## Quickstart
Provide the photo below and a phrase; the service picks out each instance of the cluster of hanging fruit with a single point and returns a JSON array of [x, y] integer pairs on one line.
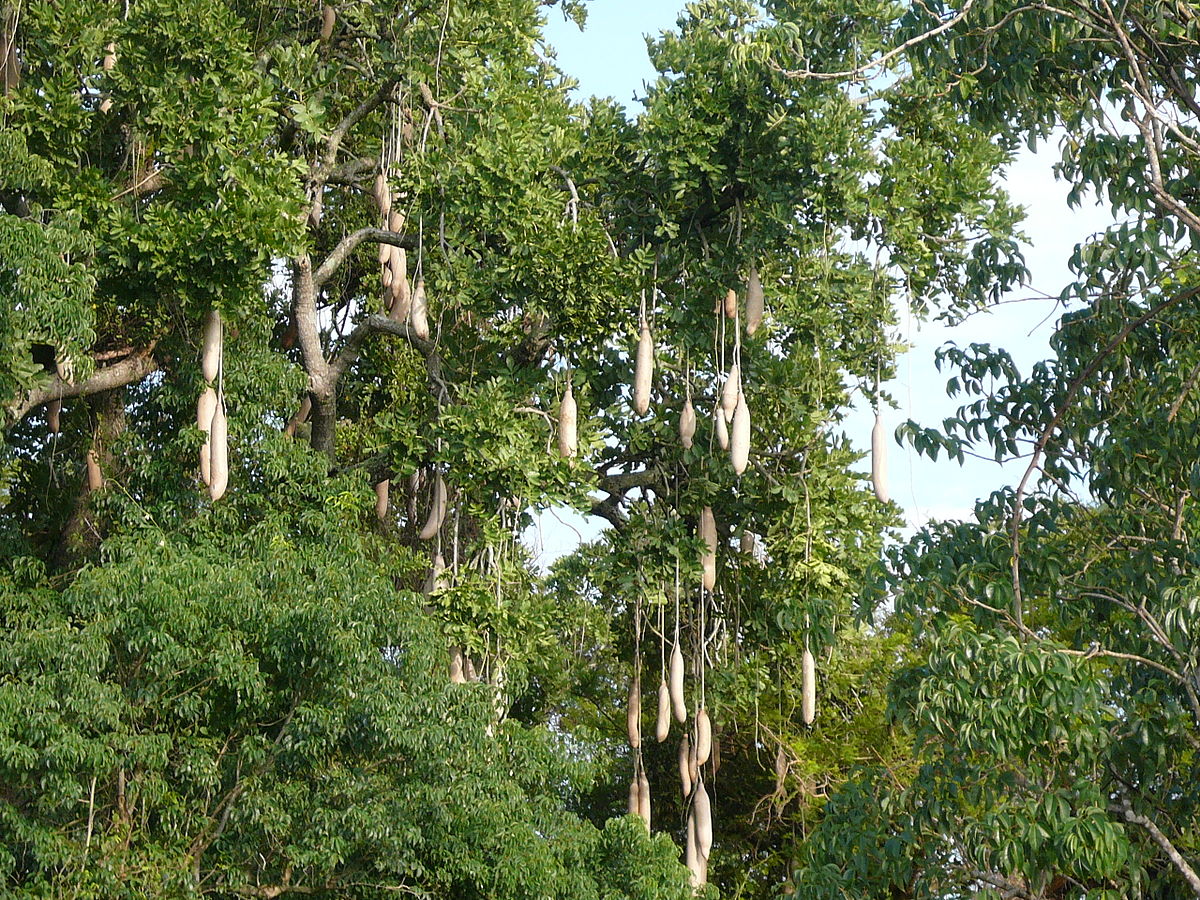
[[401, 301], [731, 427], [210, 409]]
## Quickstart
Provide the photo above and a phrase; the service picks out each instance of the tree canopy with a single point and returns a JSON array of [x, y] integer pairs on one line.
[[311, 311]]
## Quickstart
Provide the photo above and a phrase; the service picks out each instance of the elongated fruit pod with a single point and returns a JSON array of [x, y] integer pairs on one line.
[[691, 853], [219, 460], [328, 19], [634, 713], [401, 298], [300, 418], [568, 442], [730, 391], [437, 510], [419, 316], [95, 477], [748, 541], [754, 301], [879, 460], [643, 798], [435, 580], [703, 737], [703, 810], [687, 424], [808, 688], [382, 196], [382, 490], [64, 366], [205, 408], [643, 371], [739, 436], [707, 533], [456, 669], [684, 766], [663, 724], [723, 430], [678, 706], [211, 348]]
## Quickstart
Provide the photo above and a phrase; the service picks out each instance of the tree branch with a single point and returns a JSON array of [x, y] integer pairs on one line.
[[1164, 844], [349, 351], [349, 243], [127, 371]]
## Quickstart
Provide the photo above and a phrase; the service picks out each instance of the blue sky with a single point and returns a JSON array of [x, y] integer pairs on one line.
[[609, 59]]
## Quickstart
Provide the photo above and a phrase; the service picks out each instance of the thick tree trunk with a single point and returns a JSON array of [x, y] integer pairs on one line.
[[324, 420], [82, 532]]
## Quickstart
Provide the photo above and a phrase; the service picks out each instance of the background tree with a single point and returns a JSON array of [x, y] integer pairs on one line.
[[1053, 696]]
********
• TASK GOAL
Can you write out all the records again with "single point" changed to "single marker" and everything else left as it is, leaving the pictures out?

• SOLUTION FOR THIS PROBLEM
## Quickstart
Provide the photo below and a phrase; the service picks out each instance of the cluster of hanging fruit with a single marker and returns a JSON array of [x, y] integer pairs on one line.
[[401, 301], [731, 427], [210, 409]]
## Quickstart
Provide the photo above and a phrase; the service picks out each instance of the tree canopy with a single marker and returns a JSON array of [x, y] integer pairs on one line.
[[311, 311]]
## Quickstart
Provide the photo above and a phrase; the service picks out each instance of the elongated fruit pod with a single marker and returns a JSON array of [x, y] integer pairs on one line.
[[691, 853], [219, 460], [328, 19], [634, 713], [401, 298], [300, 418], [568, 442], [730, 391], [437, 510], [419, 316], [95, 477], [748, 541], [754, 301], [879, 460], [643, 798], [435, 580], [703, 737], [703, 810], [687, 424], [808, 688], [382, 196], [382, 490], [64, 366], [205, 408], [643, 371], [739, 436], [707, 533], [456, 669], [684, 766], [663, 724], [723, 430], [678, 706], [211, 348]]
## Quickstart
Provide the photo above and a phrase; the service picks out each instance of the tree branch with a single marker and returns a JSON array of [x, y] integer pairs on one line.
[[1164, 844], [349, 351], [349, 243], [127, 371]]
## Quickstart
Provide the photo above and a phrase; the service picks out each instance of the blue sky with a single marker and returns a JSON array of [x, y] integer pairs on one line.
[[609, 59]]
## Quickstart
Provide the photo above and a phrase; the service picks out each instance of the thick tree trunk with a single marker and returns a JSON array of [x, y] integer pairs on one line.
[[324, 420], [82, 532]]
## Quickstart
Provide the photo above and a phrase; the service picks out each instance of the background tree with a single marker and returns a JSON array of [x, y] integer pairs on one line.
[[1053, 696]]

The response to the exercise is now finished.